What is expected. Your answer should be an exact copy of every record.

Recorded data.
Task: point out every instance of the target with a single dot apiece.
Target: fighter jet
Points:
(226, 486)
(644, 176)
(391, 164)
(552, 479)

Exercise response.
Task: point out every instance of the target with a single dot apiece.
Target: fighter jet
Points:
(226, 486)
(644, 176)
(391, 164)
(552, 479)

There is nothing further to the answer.